### WHAT TO WORK ON
Arrange every line of the items below as a Markdown table with the columns "Row" and "Line", numbering each row and skipping blank lines. Leave the pictures out of the table.

Start of DATASET ENTRIES

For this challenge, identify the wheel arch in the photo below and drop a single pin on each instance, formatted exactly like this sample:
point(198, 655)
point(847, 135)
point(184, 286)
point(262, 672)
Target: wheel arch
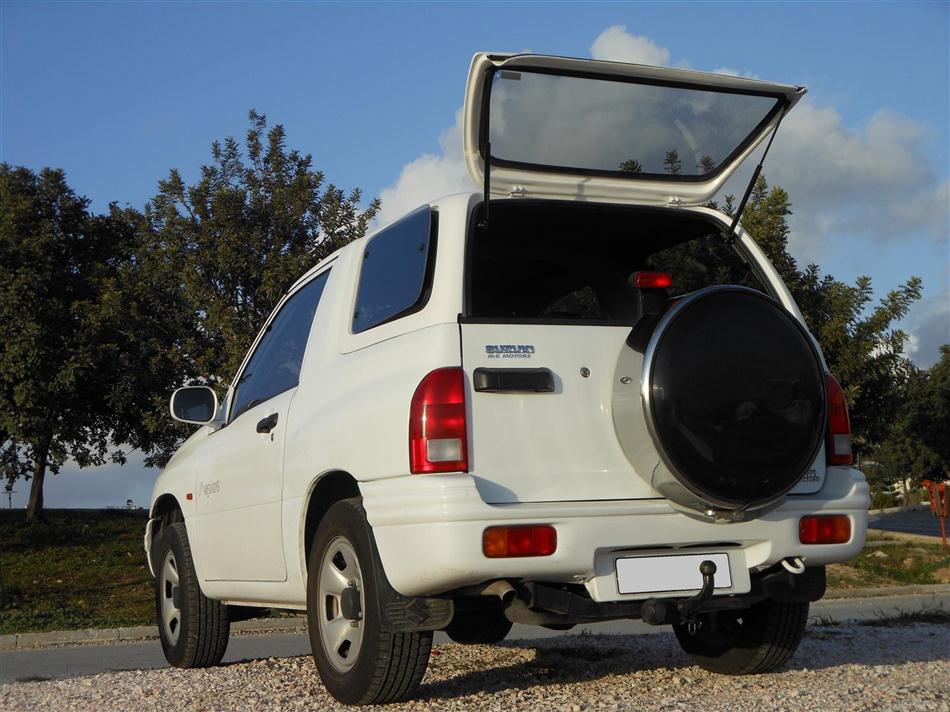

End of DATASET ENTRIES

### TASK SOLUTION
| Row | Line |
|---|---|
| 1 | For this challenge, identify the wheel arch in the photo below and drop a single pin on each instance, formatted exactly like this sample: |
| 2 | point(198, 655) |
| 3 | point(847, 135) |
| 4 | point(184, 286) |
| 5 | point(262, 672) |
| 6 | Target: wheel arch |